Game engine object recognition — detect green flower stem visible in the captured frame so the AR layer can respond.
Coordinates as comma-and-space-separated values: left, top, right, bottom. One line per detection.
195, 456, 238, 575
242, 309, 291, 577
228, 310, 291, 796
+ + +
Objetivo de la tarea> Duplica todas las líneas de arriba sin cambiar nada.

Ejercicio resuelto>
Game engine object recognition — detect green flower stem visible in the captured frame so the AR layer can respond.
Coordinates as comma-and-space-separated values: left, top, right, bottom. One line per detection.
195, 456, 238, 575
242, 309, 291, 577
228, 310, 291, 796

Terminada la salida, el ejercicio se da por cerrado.